PROBLEM DETAILS: Please give the material below again, from its start down to the line containing "[[0, 19, 300, 107], [0, 56, 300, 107]]", with "distant vegetation" swapped for "background vegetation" and nothing else changed. Omit the pictures.

==*==

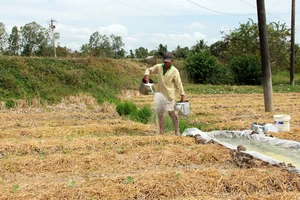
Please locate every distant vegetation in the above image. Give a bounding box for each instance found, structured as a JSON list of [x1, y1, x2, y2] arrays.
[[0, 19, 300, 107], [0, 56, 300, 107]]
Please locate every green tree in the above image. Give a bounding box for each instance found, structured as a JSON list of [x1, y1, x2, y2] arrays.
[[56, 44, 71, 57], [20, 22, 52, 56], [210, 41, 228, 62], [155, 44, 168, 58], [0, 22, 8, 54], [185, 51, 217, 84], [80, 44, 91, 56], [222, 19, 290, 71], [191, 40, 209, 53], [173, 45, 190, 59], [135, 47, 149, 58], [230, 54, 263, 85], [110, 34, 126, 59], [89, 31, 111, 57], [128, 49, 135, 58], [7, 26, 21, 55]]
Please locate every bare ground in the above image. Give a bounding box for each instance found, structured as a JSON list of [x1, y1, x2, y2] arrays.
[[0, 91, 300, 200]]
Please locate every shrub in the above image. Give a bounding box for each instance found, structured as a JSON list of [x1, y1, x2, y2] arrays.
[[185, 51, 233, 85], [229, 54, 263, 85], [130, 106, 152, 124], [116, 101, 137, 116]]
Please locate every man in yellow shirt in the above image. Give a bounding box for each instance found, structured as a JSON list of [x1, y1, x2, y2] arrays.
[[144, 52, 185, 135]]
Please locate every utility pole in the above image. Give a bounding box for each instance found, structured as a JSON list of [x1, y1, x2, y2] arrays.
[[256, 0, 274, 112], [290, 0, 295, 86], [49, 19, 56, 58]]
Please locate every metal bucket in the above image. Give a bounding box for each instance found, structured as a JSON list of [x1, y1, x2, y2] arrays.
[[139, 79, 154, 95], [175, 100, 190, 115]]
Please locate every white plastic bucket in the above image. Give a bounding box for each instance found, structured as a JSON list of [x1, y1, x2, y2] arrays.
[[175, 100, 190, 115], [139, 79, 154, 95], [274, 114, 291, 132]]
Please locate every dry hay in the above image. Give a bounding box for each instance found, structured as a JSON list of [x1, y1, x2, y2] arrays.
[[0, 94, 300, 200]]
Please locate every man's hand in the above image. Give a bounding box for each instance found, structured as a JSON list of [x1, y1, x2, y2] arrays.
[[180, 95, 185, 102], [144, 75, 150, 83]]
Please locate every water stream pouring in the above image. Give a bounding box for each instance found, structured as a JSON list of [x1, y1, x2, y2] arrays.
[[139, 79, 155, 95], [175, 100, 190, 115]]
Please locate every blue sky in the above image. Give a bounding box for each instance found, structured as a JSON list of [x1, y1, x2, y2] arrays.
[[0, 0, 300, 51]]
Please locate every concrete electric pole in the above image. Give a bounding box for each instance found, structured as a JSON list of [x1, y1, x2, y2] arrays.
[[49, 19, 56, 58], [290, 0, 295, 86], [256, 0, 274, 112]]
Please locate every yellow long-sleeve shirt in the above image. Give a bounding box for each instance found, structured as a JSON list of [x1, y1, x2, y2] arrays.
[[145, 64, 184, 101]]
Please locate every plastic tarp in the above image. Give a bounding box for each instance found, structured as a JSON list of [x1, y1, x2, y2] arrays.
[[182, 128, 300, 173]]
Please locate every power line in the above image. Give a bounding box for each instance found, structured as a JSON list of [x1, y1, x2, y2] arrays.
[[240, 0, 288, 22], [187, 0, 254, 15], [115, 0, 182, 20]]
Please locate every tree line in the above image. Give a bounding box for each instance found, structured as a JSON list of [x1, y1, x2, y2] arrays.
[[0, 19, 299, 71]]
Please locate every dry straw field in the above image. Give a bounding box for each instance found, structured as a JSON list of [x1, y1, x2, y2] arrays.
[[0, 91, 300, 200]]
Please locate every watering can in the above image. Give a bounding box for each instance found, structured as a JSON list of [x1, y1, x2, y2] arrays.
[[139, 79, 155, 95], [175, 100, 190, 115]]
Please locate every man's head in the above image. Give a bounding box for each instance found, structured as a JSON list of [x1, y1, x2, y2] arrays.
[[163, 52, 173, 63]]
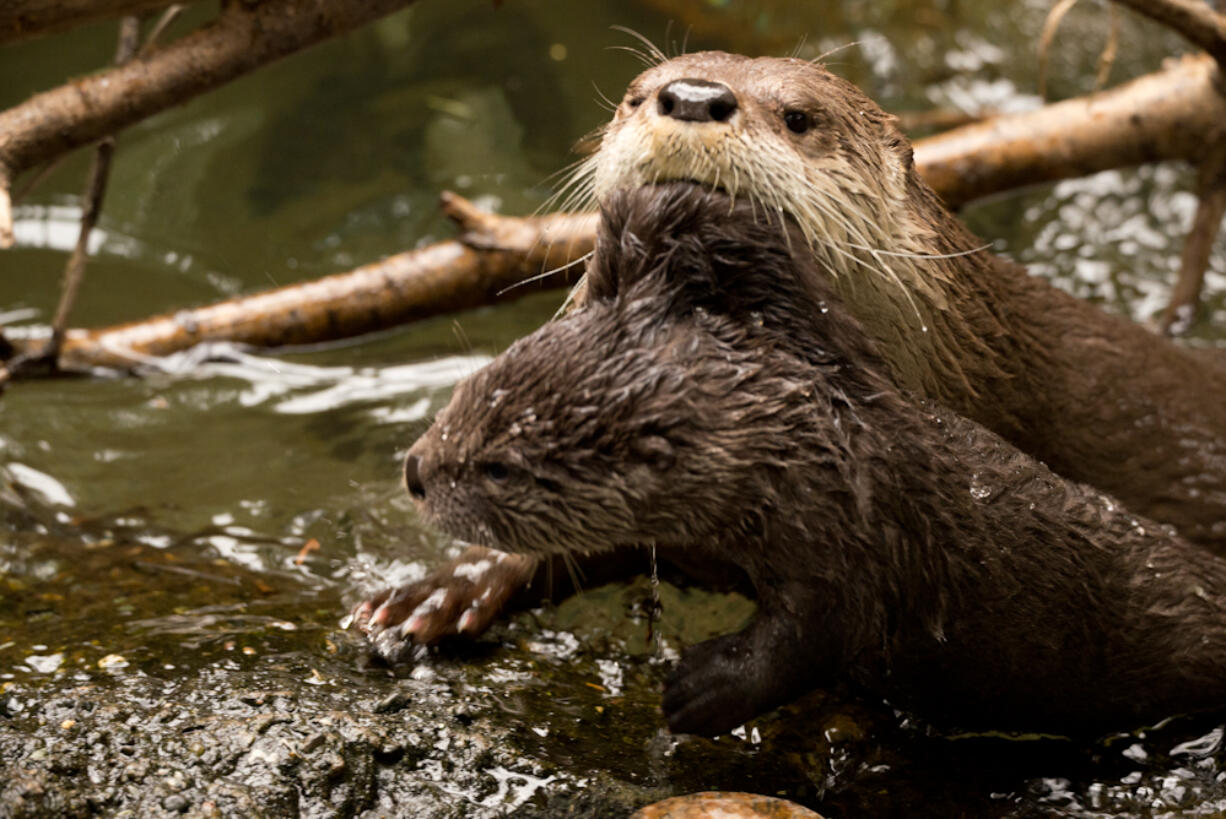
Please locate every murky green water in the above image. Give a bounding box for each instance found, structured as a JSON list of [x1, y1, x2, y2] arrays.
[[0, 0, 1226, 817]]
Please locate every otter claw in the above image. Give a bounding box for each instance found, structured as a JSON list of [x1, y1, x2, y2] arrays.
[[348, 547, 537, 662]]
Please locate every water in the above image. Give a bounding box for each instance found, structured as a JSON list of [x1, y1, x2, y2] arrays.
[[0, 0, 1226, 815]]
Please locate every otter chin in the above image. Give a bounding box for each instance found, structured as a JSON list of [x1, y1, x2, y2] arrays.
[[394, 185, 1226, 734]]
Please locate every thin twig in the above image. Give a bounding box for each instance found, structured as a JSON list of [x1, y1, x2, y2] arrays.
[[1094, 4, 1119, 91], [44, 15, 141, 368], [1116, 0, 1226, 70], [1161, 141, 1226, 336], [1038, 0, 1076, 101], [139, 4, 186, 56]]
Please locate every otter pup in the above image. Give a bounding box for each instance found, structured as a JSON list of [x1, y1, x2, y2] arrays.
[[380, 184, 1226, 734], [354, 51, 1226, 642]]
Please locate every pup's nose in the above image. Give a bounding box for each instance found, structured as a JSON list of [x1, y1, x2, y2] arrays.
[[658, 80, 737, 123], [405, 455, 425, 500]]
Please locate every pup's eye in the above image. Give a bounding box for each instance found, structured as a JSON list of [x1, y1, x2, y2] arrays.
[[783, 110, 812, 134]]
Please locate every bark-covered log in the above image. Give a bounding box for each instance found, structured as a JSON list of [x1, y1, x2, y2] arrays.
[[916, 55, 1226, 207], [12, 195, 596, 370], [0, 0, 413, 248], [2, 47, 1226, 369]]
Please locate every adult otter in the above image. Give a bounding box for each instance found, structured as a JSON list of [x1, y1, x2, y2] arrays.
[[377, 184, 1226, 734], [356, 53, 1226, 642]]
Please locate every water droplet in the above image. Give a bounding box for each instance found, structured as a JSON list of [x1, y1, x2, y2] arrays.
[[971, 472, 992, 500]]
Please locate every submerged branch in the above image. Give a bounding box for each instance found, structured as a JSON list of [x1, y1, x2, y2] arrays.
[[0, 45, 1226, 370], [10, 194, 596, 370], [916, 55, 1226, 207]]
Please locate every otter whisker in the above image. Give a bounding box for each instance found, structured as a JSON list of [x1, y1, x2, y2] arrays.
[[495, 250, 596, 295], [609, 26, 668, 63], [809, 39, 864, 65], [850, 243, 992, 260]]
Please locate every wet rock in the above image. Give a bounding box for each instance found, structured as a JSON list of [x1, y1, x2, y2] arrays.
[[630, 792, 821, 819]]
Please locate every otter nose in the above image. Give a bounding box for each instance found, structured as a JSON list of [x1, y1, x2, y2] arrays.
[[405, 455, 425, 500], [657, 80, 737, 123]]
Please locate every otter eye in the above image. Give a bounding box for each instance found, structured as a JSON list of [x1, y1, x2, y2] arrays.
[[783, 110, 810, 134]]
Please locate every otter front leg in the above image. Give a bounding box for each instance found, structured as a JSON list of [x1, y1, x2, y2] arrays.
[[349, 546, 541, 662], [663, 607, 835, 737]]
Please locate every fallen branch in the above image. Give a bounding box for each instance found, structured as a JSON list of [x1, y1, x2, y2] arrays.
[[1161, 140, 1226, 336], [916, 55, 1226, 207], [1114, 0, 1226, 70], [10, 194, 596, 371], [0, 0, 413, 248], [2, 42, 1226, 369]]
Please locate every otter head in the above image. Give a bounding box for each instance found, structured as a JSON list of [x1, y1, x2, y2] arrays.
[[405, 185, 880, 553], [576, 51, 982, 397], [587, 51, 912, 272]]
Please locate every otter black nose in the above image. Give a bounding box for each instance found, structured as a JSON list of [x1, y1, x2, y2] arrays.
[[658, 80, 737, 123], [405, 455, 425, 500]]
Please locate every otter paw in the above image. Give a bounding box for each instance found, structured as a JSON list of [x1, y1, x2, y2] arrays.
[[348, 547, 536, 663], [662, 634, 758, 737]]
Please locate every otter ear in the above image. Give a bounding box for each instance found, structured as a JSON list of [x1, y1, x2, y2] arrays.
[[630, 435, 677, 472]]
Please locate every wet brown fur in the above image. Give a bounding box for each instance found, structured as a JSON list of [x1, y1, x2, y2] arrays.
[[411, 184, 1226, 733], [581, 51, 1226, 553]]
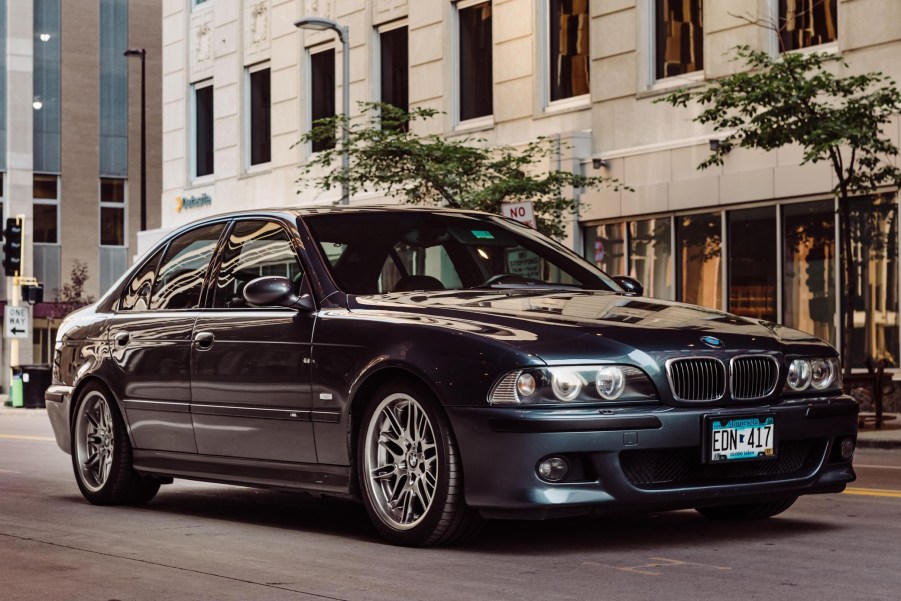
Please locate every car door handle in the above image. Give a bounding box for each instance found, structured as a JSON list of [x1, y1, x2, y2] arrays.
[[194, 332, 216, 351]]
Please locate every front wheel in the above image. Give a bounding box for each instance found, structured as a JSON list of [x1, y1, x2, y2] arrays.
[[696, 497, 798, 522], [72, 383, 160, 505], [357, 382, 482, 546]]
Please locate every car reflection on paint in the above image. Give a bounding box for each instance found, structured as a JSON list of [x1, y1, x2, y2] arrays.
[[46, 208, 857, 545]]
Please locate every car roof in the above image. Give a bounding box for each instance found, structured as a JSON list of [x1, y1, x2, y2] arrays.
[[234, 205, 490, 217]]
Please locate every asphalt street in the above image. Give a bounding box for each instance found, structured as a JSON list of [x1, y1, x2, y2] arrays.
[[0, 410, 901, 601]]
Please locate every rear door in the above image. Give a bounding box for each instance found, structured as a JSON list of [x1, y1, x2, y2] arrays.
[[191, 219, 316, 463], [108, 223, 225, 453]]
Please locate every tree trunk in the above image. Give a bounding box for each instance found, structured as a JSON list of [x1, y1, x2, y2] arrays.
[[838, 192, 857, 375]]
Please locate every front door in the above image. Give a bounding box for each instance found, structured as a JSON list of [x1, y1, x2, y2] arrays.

==*==

TASK SOLUTION:
Please locate every background vegetation in the above image. Give a bounding box for each instance found, structured as a JSON list of [x1, y1, x2, y2] arrays.
[[0, 19, 300, 107], [0, 56, 300, 107]]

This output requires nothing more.